Extrait fourni:

Il est temps de poser son cerveau quelques minutes avec l’arrivée des poids-lourds de Sanguisugabogg qui vont en quelques minutes faire de l’Altar un véritable charnier au QI négatif. Pour ceux qui les connaissent ou les ont déjà vus (comme en ce début d’année à Paris), vous savez que le groupe joue avec la graisse auditive, avec les riffs bêtes et méchants, mais surtout avec son public, comme lorsque Devin Swank (chant) harangue la fosse à coups de “I want to see so fucking moshpits”, ou d’encourager les slammeurs. Côté son, on se retrouve face à un véritable mur de groove et de brutalité permanent qui ne nous laisse que quelques instants pour respirer avant d’encaisser la composition suivante. Un excellent moment que je recommande à tous !
Setlist: Black Market Vasectomy – Hungry for Your Insides – Feening for Bloodshed – Face Ripped Off – A Lesson in Savagery – Mortal Admonishment – Dragged by a Truck – Permanently Fucked – Necrosexual Deviant – Dead as Shit
Côté Mainstage, Raven et Manon profitent des mélodies épiques de Rhapsody of Fire : Des titres très populaires nous ont été donnés. La foule était très dense et réactive. La qualité du son était bonne, et les solos guitares impeccables. Du Rhapsody comme on le connaît.
Passage dépaysant à nouveau, mais cette fois par l’Ouest Américain avec Wayfarer qui nous viennent tout droit du Colorado pour nous conter leurs mystères. Si pour ma part je suis le groupe depuis quelques années déjà, on sent qu’une bonne partie de la Temple les découvre, eux et leurs riffs aériens complétés par les voix puissantes de Shane McCarthy (guitare/chant) et Jamie Hansen (basse/chant) qui ne manqueront pas d’apporter à leur son une touche viscérale. L’ambiance de leurs morceaux est toujours aussi apaisante, en partie grâce à ce mix cristallin qui permet d’exploiter le bottleneck de Joe Strong-Truscelli (guitare) ainsi que le jeu de cymbales dynamique d’Isaac Faulk (batterie), mais également d’optimiser l’entre-deux titres grâce à quelques interventions de Shane, tels qu’un “Okay Hellfest here we go again” qui relance immédiatement la machine et qui nous replonge dans la torpeur tiède du désert américain. Je l’avais déjà dit il y a quelques mois, mais c’est à nouveau trop court.
Nouveau détour par la Valley pour le phénomène Belge Brutus, qui est tombé dans une de mes playlists il y a quelques temps, et le moins que l’on puisse dire, c’est que je ne suis pas le seul à vouloir profiter ou essayer leur musique en live ! L’endroit est bondé, et il faudra jouer des coudes pour pouvoir accéder au pit photo devant lequel Stefanie Mannaerts (batterie/chant) matraque déjà son instrument aux côtés de ses collègues tout en plaçant ses parties vocales aériennes. La mélancolie du Shoegaze se mêle parfois à la fureur du Post-Hardcore pour prendre totalement possession de l’intégralité de la foule, nous faisant entrevoir l’éventail d’émotions que le groupe est capable de produire en nous, que ce soit avec les effets de leurs instruments ou leur approche sincère et plus douce. La ferveur qu’ils suscitent me fait penser que le groupe aurait parfaitement sa place en Mainstage.

Les enregistrements:

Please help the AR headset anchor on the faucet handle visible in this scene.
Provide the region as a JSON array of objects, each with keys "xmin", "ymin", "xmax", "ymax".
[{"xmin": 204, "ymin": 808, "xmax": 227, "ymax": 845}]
* * *
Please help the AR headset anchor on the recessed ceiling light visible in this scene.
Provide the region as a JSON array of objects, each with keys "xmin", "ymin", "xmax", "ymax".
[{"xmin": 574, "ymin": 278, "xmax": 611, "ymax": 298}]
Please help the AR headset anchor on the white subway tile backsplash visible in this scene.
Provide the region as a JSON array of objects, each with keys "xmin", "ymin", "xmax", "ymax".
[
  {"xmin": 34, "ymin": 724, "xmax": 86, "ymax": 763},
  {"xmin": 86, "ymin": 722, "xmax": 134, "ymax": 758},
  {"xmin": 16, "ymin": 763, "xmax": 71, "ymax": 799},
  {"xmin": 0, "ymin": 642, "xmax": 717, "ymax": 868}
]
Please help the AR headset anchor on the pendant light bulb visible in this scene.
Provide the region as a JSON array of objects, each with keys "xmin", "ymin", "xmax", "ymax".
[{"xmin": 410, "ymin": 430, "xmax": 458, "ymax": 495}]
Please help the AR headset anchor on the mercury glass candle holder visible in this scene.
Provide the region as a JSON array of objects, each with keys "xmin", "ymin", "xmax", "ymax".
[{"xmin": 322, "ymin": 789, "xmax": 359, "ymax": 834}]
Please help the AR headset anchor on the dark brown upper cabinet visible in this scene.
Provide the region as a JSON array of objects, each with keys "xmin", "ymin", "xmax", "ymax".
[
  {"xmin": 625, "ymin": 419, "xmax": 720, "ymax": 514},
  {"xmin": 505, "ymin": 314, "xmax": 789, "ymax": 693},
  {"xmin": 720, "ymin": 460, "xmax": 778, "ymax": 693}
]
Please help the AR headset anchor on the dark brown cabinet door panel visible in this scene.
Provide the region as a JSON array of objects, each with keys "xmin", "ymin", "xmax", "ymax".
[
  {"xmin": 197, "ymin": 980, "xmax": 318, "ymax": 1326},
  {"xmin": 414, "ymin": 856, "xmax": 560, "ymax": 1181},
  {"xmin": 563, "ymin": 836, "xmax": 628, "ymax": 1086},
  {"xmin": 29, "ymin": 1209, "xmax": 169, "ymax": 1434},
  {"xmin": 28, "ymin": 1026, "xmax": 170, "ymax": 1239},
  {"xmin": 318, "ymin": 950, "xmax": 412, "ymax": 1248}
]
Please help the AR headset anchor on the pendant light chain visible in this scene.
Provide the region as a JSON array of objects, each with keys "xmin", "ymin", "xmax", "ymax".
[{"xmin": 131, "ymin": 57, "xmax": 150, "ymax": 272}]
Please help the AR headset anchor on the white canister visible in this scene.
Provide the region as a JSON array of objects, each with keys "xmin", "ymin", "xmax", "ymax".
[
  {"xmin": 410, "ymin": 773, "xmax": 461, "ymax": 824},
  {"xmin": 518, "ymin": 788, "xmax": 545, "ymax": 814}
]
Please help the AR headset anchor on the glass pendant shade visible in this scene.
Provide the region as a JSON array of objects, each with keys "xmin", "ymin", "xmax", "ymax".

Consignes:
A) Redonnez mot pour mot le passage de l'extrait sur les concerts qui commence à "Setlist: Black Market" et se termine à "on le connaît.".
B) Renvoyez toutes les lignes des enregistrements où figure le mot "dark", en tenant compte des majuscules et des minuscules.
L'extrait et les enregistrements sont deux matériaux distincts, sans lien entre eux.

Résultats:
A)
Setlist: Black Market Vasectomy – Hungry for Your Insides – Feening for Bloodshed – Face Ripped Off – A Lesson in Savagery – Mortal Admonishment – Dragged by a Truck – Permanently Fucked – Necrosexual Deviant – Dead as Shit
Côté Mainstage, Raven et Manon profitent des mélodies épiques de Rhapsody of Fire : Des titres très populaires nous ont été donnés. La foule était très dense et réactive. La qualité du son était bonne, et les solos guitares impeccables. Du Rhapsody comme on le connaît.

B)
Please help the AR headset anchor on the dark brown upper cabinet visible in this scene.
Please help the AR headset anchor on the dark brown cabinet door panel visible in this scene.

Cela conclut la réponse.